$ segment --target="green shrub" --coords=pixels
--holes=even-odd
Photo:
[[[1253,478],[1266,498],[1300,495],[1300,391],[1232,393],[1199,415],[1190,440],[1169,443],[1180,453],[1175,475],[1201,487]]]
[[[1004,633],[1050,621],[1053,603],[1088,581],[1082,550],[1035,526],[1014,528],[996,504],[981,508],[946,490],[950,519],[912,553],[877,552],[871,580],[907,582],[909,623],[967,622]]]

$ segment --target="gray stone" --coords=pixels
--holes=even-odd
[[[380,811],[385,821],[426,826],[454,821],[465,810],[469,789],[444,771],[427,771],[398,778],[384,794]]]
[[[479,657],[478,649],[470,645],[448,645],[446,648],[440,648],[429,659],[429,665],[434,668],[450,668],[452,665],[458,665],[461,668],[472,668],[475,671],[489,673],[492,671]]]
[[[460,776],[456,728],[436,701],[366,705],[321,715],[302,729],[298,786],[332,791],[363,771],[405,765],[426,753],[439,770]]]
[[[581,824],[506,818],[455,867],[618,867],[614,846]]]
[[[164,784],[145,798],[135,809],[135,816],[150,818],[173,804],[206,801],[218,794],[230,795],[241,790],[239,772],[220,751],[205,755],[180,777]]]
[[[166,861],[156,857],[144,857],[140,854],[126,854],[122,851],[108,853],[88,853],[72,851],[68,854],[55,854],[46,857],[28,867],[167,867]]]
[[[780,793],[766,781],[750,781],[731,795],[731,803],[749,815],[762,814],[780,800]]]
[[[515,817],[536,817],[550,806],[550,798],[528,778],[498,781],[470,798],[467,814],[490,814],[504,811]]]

──────────

Action item
For each line in the listing, return it exactly as shown.

Solution to this problem
$ segment --target="green shrub" --coords=pixels
--holes=even-odd
Photo:
[[[1253,478],[1266,498],[1300,495],[1300,391],[1232,393],[1199,415],[1190,440],[1169,443],[1180,453],[1175,475],[1201,487]]]
[[[1004,633],[1050,621],[1053,603],[1088,581],[1082,550],[1035,526],[1014,528],[996,504],[981,508],[946,490],[950,519],[912,553],[877,552],[871,580],[907,582],[909,623],[967,622]]]

$ segment --target="gray stone" --coords=pixels
--holes=even-odd
[[[380,811],[385,821],[426,826],[454,821],[465,810],[469,789],[444,771],[427,771],[398,778],[384,794]]]
[[[479,657],[478,649],[470,645],[448,645],[446,648],[440,648],[429,659],[429,665],[434,668],[450,668],[452,665],[458,665],[461,668],[472,668],[475,671],[489,673],[492,671]]]
[[[460,776],[456,728],[436,701],[366,705],[321,715],[302,729],[298,786],[332,791],[363,771],[405,765],[426,753],[439,770]]]
[[[581,824],[506,818],[455,867],[618,867],[614,846]]]
[[[164,784],[145,798],[135,809],[135,816],[150,818],[173,804],[206,801],[218,794],[230,795],[241,790],[239,772],[220,751],[205,755],[180,777]]]
[[[166,861],[156,857],[144,857],[140,854],[126,854],[122,851],[108,853],[88,853],[72,851],[68,854],[55,854],[46,857],[28,867],[167,867]]]
[[[780,793],[766,781],[750,781],[731,795],[731,803],[749,815],[762,814],[780,800]]]
[[[515,817],[536,817],[550,806],[550,798],[528,778],[498,781],[470,798],[467,814],[490,814],[504,811]]]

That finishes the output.